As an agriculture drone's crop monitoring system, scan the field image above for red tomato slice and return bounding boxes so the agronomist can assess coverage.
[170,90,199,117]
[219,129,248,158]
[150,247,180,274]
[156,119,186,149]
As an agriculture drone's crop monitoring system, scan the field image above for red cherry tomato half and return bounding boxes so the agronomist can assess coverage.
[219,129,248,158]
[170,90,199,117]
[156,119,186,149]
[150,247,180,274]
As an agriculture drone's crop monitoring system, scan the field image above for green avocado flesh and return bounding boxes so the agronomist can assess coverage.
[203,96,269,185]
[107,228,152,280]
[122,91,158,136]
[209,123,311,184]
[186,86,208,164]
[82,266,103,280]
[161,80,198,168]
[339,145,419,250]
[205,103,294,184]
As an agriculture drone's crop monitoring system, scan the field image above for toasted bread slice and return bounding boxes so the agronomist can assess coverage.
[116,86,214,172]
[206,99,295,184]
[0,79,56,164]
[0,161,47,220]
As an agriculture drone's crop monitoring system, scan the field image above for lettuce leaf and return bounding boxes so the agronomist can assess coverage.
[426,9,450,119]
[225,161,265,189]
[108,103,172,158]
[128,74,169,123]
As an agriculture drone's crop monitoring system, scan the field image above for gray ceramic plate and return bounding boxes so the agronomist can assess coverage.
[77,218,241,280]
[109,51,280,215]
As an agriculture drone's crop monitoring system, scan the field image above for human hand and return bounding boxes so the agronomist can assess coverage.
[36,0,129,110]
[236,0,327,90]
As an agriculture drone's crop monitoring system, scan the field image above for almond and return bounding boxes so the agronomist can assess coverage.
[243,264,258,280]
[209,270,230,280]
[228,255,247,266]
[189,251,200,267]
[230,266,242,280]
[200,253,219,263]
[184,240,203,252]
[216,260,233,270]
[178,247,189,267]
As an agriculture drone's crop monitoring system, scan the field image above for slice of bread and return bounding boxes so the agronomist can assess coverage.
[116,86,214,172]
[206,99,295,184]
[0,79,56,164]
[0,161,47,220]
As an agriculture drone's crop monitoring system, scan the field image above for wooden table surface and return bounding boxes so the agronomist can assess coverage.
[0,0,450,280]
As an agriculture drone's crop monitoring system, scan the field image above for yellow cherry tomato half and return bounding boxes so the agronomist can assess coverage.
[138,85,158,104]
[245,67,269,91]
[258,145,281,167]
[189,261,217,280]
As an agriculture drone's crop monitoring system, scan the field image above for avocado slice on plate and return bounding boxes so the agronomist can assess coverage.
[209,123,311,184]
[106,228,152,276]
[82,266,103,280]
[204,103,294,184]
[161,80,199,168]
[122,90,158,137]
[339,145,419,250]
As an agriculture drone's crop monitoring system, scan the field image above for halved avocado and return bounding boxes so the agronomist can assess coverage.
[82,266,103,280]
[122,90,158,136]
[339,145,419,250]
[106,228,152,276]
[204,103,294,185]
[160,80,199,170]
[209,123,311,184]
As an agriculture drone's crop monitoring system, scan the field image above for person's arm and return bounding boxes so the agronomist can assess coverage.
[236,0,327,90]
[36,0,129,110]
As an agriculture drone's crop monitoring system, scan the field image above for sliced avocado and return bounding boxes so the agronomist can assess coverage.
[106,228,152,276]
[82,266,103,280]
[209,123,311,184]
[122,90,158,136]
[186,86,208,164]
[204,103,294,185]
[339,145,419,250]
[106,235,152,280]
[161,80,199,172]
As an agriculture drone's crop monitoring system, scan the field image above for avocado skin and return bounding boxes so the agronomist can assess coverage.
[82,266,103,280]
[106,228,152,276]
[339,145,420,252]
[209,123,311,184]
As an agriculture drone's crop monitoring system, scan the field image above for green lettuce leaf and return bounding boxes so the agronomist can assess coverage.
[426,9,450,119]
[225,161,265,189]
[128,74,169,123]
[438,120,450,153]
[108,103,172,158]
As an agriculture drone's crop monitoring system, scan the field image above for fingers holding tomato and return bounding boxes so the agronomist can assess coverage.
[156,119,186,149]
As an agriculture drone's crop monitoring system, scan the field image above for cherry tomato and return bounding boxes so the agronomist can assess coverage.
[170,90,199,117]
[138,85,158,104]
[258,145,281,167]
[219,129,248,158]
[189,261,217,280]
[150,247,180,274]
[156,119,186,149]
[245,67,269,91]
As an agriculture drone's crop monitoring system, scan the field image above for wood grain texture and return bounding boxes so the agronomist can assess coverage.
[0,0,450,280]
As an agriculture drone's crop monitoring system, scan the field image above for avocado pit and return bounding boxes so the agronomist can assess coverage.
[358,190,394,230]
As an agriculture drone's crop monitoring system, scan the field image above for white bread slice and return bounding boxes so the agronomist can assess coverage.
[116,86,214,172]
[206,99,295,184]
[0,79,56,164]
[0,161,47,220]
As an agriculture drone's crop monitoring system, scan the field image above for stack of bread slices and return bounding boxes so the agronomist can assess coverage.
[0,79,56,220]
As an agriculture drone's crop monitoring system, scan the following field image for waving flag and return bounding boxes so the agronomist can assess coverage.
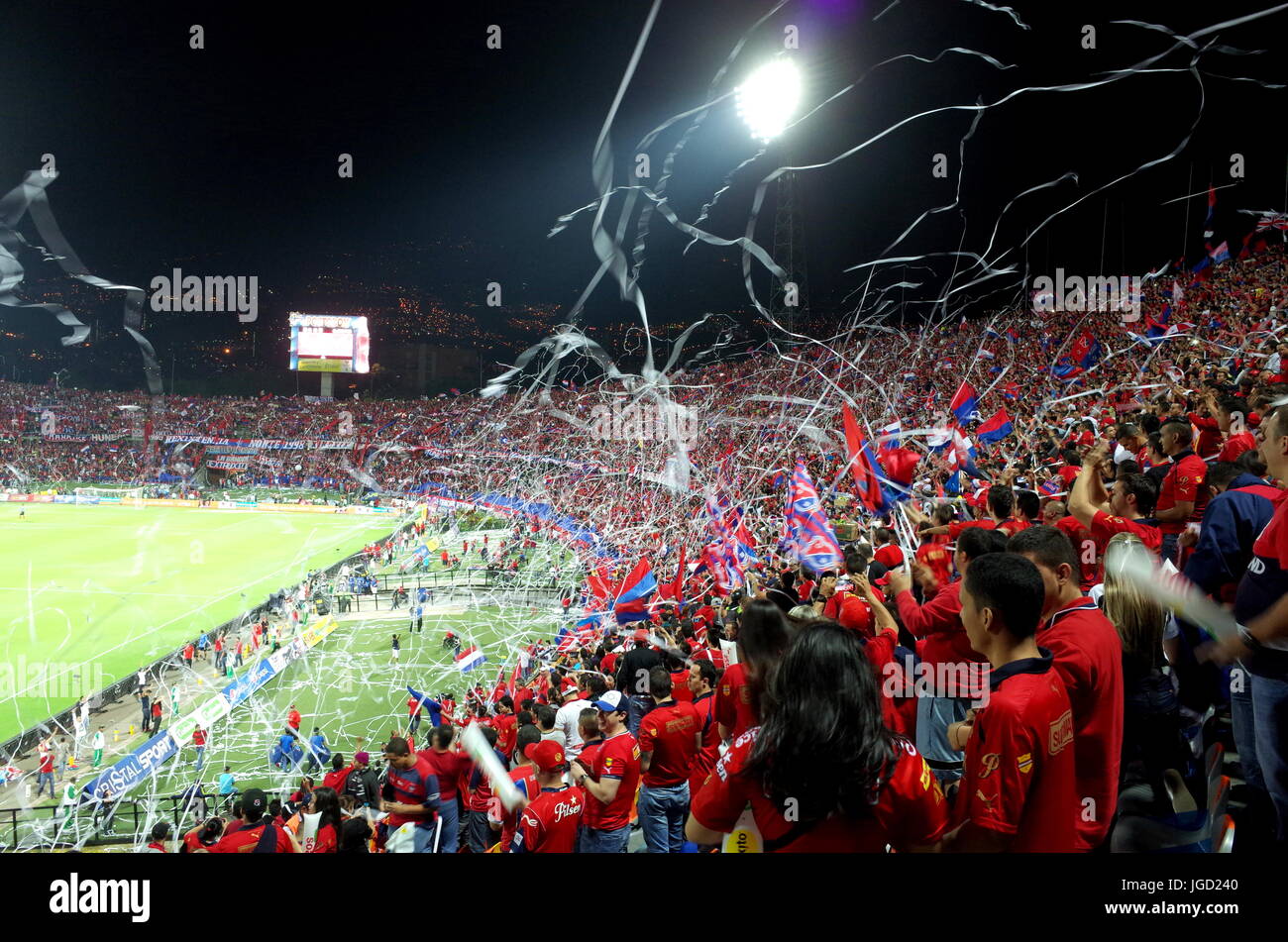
[877,448,921,487]
[948,379,979,423]
[456,645,486,675]
[613,559,657,624]
[975,409,1015,446]
[783,461,842,576]
[841,403,885,512]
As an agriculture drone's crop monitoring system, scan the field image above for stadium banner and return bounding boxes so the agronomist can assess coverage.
[300,615,338,647]
[164,435,358,452]
[167,693,232,749]
[220,658,277,709]
[81,731,178,803]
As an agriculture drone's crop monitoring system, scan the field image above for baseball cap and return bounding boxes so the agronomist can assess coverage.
[595,689,628,713]
[242,788,268,810]
[523,739,564,773]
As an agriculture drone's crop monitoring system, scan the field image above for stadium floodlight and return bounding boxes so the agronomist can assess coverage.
[737,59,802,145]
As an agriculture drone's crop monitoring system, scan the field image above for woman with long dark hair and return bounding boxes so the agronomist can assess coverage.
[687,622,948,853]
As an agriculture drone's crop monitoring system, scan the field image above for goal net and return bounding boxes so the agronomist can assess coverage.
[73,487,143,507]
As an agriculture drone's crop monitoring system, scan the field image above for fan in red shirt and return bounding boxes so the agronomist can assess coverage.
[204,788,299,853]
[1008,526,1124,851]
[873,526,903,569]
[945,551,1082,853]
[716,598,787,740]
[687,622,948,853]
[509,739,587,853]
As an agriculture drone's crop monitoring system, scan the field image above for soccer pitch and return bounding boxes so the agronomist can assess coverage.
[0,503,396,740]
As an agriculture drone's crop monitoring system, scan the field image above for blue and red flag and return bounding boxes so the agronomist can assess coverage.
[783,461,844,576]
[975,409,1015,446]
[613,559,657,624]
[948,379,979,423]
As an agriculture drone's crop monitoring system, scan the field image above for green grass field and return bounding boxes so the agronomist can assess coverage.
[0,504,395,740]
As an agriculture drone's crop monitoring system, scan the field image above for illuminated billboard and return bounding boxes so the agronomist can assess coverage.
[291,313,371,373]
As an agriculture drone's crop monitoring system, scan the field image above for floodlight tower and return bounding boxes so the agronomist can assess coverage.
[737,57,808,332]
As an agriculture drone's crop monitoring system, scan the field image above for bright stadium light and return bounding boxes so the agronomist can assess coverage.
[737,59,802,145]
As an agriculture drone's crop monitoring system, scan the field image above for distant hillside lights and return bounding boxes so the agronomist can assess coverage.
[1033,267,1145,324]
[151,267,259,324]
[590,399,700,448]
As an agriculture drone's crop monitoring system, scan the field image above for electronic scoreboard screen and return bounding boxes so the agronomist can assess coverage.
[291,313,371,373]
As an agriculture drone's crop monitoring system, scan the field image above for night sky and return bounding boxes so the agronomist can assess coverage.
[0,0,1288,390]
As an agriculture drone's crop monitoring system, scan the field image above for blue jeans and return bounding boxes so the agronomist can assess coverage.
[438,796,461,853]
[639,782,690,853]
[917,696,969,785]
[577,825,631,853]
[1250,675,1288,843]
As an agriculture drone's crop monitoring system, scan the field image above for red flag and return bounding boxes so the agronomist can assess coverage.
[841,403,881,506]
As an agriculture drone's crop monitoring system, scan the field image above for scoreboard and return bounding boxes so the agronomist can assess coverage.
[291,313,371,373]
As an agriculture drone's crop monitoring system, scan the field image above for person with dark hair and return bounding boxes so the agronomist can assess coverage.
[890,526,1006,785]
[686,620,948,853]
[687,660,720,801]
[617,628,662,736]
[715,598,789,741]
[203,788,300,853]
[572,689,640,853]
[1218,407,1288,844]
[380,736,438,853]
[1009,526,1124,851]
[1060,446,1163,558]
[639,667,702,853]
[944,551,1082,853]
[336,817,371,853]
[1154,421,1207,564]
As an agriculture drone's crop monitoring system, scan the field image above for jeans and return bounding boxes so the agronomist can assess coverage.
[1250,675,1288,843]
[577,825,631,853]
[1158,533,1181,565]
[917,696,969,785]
[467,810,496,853]
[626,696,656,737]
[639,782,690,853]
[438,795,461,853]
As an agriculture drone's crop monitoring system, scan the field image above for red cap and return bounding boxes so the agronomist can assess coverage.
[523,739,564,773]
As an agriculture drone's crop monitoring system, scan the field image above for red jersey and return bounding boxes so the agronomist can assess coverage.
[1216,433,1257,462]
[416,749,472,801]
[1158,452,1207,533]
[209,818,295,853]
[639,700,700,787]
[953,653,1082,853]
[691,726,948,853]
[873,543,903,569]
[671,671,693,702]
[1091,511,1163,554]
[1037,597,1124,851]
[510,786,593,853]
[501,766,541,853]
[917,543,953,585]
[716,664,759,739]
[579,731,640,831]
[690,691,720,800]
[492,713,519,756]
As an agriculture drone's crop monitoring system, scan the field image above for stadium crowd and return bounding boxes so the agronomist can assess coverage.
[0,239,1288,852]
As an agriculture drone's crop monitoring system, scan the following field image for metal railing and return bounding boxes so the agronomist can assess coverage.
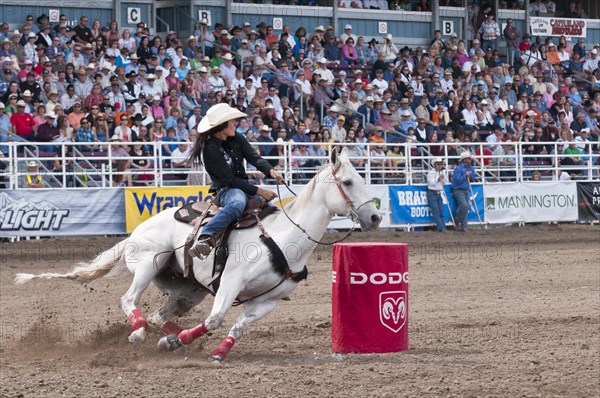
[0,142,600,189]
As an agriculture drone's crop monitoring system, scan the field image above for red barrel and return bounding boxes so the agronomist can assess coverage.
[331,242,408,353]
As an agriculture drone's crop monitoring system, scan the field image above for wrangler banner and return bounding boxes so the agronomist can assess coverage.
[529,17,587,37]
[125,186,212,232]
[484,181,577,224]
[577,181,600,222]
[0,188,125,238]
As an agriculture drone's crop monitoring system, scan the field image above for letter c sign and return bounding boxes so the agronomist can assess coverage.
[127,7,142,24]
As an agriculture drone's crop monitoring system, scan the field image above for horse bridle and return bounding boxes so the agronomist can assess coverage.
[275,165,374,246]
[331,164,374,223]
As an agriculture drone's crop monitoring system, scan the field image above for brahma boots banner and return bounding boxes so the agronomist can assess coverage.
[484,181,577,224]
[0,188,125,237]
[389,184,484,225]
[577,181,600,222]
[125,186,213,232]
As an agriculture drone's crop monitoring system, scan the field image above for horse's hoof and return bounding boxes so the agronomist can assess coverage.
[127,328,146,346]
[156,334,183,352]
[208,355,223,365]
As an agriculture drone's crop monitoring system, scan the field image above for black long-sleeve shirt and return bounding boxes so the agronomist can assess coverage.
[202,134,272,195]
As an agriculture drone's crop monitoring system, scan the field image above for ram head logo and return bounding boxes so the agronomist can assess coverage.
[379,291,408,333]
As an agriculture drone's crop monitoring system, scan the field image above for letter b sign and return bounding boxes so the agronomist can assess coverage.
[198,10,212,26]
[442,21,454,36]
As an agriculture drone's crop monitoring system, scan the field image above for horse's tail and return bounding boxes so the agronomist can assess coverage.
[15,240,127,285]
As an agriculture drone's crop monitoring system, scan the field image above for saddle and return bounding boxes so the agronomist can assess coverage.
[174,197,277,286]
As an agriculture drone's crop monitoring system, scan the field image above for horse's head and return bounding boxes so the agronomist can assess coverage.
[325,148,381,231]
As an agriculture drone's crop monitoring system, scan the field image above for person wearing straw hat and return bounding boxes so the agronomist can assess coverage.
[10,100,38,141]
[189,103,283,258]
[19,160,44,188]
[450,151,475,232]
[427,158,448,232]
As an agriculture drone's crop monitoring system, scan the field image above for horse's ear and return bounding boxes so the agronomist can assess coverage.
[331,147,338,164]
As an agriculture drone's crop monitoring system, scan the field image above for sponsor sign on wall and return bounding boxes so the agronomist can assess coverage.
[389,184,484,225]
[529,17,587,37]
[125,186,212,232]
[485,181,577,224]
[577,181,600,222]
[0,188,125,237]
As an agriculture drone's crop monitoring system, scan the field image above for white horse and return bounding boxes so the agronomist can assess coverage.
[15,149,381,361]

__What is required__
Only the lines from the one that contains "for horse's head" through the last line should be repeated, each exactly as it stands, with both ends included.

__Response to this exercise__
As an agriculture drone's crop monitoring system, scan the field image above for horse's head and return bounding boxes so the agronomist can assess coverage.
[325,148,381,231]
As an agriculture drone's crop monitoring system, scan the field image above for person wearing straw hat and return bounding boxes so the agronomist can assess coverage.
[10,100,38,141]
[189,103,283,258]
[19,160,44,188]
[450,151,475,232]
[427,158,448,232]
As an agriculture drone's crop monitoring system, scan the field image above for horse's ear and return bounding boxes so the agronomist can assess coverage.
[331,147,338,164]
As an agriculture drone's crop monitoring system, scan the field image above for sponsor sign on wall and return bounding boxes so the agronomist can assess coverage.
[389,184,484,225]
[529,17,587,37]
[125,186,212,232]
[485,181,577,224]
[577,181,600,222]
[0,188,125,237]
As an agriculture drone's crop monitoring system, scan the field image above for white horse and return bounding boxes so the agronomist can assess coverage.
[15,149,381,361]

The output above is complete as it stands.